◆ EXERCISE INSTRUCTIONS ◆
1. Copy the part of the diabetes medicine text starting at "If you have" and ending at "may need it.".
2. Go on with the text on diabetes medicines from the point where it stops.

Taking insulin or other diabetes medicines is often part of treating diabetes, along with healthy food choices and physical activity. Medicine can help you manage the disease, and some other treatment options are also available.
The medicine you take will vary by your type of diabetes and how well the medicine controls your blood sugar levels. Other factors, such as your other health conditions, medication costs, and your daily schedule may play a role in the type of diabetes medication you take.
If you have type-1 diabetes, you must take insulin because your body no longer secretes this hormone, and you will need to take it several times during the day, including with meals.
You also could use an insulin pump, with the advantage of giving you small, steady doses throughout the day.
Some people with type-2 diabetes can manage their disease by making healthy food choices and lifestyle changes like being more physically active.
Many people with type 2 diabetes need diabetes medicines as well, and such medicines may include diabetes pills or medicines you inject under your skin, such as insulin.
In time, you may need more than one diabetes medicine to control your blood glucose level. Even if you do not take insulin, there may be special times, such as during pregnancy or if you are in the hospital, when you may need it.

◆ INFORMATION PROVIDED ◆

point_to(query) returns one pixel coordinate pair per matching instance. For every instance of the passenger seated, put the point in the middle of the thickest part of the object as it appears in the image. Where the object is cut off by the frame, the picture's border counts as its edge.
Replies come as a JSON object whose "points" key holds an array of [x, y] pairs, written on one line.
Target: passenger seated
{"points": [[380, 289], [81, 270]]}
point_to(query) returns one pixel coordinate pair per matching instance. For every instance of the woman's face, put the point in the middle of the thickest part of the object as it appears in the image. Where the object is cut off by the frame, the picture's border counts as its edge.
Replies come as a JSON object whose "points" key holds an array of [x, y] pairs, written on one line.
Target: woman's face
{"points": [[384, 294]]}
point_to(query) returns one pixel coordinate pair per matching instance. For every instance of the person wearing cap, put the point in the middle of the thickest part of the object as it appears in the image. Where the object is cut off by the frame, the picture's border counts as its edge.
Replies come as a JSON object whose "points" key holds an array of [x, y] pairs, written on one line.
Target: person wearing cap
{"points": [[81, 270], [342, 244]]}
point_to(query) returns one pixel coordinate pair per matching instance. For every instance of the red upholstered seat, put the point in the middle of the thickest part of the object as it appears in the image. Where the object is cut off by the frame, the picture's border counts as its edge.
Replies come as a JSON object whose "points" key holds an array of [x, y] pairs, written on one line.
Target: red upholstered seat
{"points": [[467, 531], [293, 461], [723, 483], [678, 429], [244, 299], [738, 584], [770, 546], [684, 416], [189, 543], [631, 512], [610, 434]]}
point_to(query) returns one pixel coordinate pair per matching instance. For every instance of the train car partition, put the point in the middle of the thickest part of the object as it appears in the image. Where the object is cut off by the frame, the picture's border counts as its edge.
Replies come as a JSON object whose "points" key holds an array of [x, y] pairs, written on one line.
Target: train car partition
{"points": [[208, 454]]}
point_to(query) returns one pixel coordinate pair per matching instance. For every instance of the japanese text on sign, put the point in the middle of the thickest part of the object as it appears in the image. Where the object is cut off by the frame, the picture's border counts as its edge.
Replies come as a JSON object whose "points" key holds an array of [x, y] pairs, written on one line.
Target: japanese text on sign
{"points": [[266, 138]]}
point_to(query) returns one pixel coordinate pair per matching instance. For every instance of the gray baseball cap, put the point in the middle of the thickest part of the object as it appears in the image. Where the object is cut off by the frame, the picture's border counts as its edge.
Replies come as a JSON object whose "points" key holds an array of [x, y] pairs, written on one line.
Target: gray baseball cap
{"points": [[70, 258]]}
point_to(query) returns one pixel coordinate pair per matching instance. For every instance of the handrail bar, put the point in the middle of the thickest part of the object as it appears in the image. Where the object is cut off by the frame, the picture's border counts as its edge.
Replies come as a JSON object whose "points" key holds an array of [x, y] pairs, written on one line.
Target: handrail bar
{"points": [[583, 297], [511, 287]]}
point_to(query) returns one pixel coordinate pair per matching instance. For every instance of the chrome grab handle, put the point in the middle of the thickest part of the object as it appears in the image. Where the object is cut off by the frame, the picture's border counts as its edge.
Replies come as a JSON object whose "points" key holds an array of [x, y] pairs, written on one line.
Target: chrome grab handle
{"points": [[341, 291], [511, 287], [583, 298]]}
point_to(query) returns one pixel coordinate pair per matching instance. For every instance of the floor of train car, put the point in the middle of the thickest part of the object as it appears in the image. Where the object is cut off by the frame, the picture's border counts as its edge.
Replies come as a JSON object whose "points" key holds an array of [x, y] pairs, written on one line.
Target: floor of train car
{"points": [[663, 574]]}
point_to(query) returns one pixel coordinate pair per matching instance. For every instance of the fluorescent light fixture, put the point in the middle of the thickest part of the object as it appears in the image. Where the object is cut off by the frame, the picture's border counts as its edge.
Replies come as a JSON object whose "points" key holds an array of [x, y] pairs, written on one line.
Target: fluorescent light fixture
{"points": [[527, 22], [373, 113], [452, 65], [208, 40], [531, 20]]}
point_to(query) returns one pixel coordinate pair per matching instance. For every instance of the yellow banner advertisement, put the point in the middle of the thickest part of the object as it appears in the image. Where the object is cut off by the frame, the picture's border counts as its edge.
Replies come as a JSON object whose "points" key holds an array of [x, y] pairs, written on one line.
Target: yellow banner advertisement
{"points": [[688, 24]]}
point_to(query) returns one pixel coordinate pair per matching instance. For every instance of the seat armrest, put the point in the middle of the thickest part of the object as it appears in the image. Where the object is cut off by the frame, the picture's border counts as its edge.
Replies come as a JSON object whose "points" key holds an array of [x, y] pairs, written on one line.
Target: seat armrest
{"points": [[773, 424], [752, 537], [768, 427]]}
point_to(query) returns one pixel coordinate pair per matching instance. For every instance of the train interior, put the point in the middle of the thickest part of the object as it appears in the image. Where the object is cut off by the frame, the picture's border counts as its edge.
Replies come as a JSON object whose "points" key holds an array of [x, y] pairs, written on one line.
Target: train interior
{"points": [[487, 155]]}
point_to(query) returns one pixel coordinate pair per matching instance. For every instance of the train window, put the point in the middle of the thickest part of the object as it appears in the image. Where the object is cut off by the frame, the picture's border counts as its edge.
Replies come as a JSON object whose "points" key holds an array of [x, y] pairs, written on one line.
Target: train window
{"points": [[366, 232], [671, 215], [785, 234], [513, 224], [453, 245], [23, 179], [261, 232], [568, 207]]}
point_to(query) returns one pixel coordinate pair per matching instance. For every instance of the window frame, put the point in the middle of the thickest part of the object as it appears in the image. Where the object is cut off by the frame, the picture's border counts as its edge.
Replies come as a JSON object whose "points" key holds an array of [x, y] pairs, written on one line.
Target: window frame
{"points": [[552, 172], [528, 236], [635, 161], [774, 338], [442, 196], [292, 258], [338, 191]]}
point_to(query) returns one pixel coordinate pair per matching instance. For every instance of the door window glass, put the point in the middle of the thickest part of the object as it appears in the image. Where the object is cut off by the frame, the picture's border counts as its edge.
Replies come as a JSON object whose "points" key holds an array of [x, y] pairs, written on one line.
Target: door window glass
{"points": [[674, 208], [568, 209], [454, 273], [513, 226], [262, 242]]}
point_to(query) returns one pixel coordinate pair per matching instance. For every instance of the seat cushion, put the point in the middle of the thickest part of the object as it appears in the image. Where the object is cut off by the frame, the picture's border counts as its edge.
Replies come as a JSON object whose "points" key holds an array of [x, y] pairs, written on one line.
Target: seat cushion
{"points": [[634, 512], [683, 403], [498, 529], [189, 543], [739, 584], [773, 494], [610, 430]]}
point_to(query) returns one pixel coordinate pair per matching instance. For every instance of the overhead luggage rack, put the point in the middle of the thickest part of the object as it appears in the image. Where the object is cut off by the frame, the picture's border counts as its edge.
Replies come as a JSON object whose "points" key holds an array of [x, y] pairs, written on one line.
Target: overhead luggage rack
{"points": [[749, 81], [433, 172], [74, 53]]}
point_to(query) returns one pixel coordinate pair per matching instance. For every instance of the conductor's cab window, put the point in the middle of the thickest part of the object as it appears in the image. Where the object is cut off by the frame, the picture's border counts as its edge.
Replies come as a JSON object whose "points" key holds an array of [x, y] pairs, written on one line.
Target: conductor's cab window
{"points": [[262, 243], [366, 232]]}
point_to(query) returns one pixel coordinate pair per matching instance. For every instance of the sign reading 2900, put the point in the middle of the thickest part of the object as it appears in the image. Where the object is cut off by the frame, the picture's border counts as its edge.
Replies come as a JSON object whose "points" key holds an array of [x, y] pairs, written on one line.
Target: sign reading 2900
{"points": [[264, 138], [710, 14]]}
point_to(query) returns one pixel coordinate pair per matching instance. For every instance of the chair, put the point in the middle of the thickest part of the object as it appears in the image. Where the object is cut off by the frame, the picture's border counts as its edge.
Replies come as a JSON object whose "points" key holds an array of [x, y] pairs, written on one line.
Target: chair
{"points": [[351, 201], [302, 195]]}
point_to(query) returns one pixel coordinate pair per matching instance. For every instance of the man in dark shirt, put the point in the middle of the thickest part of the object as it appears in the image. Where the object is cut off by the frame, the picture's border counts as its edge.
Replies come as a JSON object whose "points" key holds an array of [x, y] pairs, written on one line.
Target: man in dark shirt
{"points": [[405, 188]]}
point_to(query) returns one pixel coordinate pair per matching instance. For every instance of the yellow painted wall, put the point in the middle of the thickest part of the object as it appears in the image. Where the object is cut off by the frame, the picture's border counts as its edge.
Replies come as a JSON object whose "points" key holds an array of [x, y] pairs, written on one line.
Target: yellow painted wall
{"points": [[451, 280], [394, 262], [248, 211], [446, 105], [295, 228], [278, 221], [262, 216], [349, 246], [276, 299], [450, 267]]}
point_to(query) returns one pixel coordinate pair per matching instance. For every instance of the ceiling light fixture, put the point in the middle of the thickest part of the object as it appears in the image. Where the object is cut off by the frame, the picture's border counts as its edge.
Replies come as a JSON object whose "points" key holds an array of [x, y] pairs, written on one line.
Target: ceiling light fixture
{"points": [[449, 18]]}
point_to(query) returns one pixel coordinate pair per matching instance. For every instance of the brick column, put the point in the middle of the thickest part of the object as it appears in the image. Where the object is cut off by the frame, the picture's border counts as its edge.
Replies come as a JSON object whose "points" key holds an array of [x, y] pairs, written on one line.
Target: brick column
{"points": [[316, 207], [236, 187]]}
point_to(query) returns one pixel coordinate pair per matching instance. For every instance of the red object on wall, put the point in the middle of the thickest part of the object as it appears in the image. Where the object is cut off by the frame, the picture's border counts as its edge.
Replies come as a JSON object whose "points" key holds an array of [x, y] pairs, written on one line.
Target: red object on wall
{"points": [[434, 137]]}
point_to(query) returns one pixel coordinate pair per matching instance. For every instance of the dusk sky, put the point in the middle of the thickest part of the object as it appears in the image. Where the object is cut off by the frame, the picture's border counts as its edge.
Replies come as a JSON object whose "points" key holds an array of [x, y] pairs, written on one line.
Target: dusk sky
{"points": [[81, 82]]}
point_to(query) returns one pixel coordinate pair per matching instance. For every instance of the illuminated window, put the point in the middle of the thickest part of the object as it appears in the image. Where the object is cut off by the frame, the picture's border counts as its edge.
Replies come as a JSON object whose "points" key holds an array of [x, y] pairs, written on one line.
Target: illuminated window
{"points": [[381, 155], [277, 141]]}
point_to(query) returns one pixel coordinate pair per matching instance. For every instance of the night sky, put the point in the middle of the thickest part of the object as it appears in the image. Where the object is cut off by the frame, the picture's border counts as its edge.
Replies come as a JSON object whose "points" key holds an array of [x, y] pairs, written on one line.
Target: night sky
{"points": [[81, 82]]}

◆ TASK ANSWERS ◆
1.
If you have type-1 diabetes, you must take insulin because your body no longer secretes this hormone, and you will need to take it several times during the day, including with meals.
You also could use an insulin pump, with the advantage of giving you small, steady doses throughout the day.
Some people with type-2 diabetes can manage their disease by making healthy food choices and lifestyle changes like being more physically active.
Many people with type 2 diabetes need diabetes medicines as well, and such medicines may include diabetes pills or medicines you inject under your skin, such as insulin.
In time, you may need more than one diabetes medicine to control your blood glucose level. Even if you do not take insulin, there may be special times, such as during pregnancy or if you are in the hospital, when you may need it.

2.
If you have gestational diabetes, you should try to control your blood glucose level by making healthy food choices and getting regular physical activity first. But if you can’t reach your blood glucose target, your health care team will talk with you about diabetes medicines, such as insulin or the pill metformin, that may be safe for you to take during pregnancy.
Your health care team may start you on diabetes medicines right away if your blood glucose is considered very high.
Management Of Type 2-Diabetes
Contrary to popular opinion, there’s no specific diabetes diet. However, it’s important to center your diet on high-fiber, low-fat foods like fruits, vegetables, and whole grains.
You’ll also need to eat fewer animal products, and if possible, eliminate refined carbohydrates and sweets from your diet. Remember that low glycemic index foods also may help you achieve a more stable blood sugar (the glycemic index is a measure of how quickly a food causes a rise in your blood sugar). Foods with a low glycemic index are usually foods that are higher in fiber.
A registered dietitian can help you put together a meal plan that fits your health goals, food preferences and lifestyle.
You should also learn how to monitor your carbohydrate intake and know how many carbohydrates you need to eat with your meals and snacks to keep your blood sugar levels more stable.
Everyone needs regular aerobic exercise, and people who have type 2 diabetes are no exemption to the rule. However, it is important to get your doctor’s approval before you start an exercise program.
Then choose activities you enjoy, such as walking, swimming, biking, etc…It is important to make physical activity part of your daily routine.
Aim for at least 30 minutes of aerobic exercise five days of the week, and if you haven’t been active for a while, start slowly and build up gradually. Stretching and strength training exercises are also important.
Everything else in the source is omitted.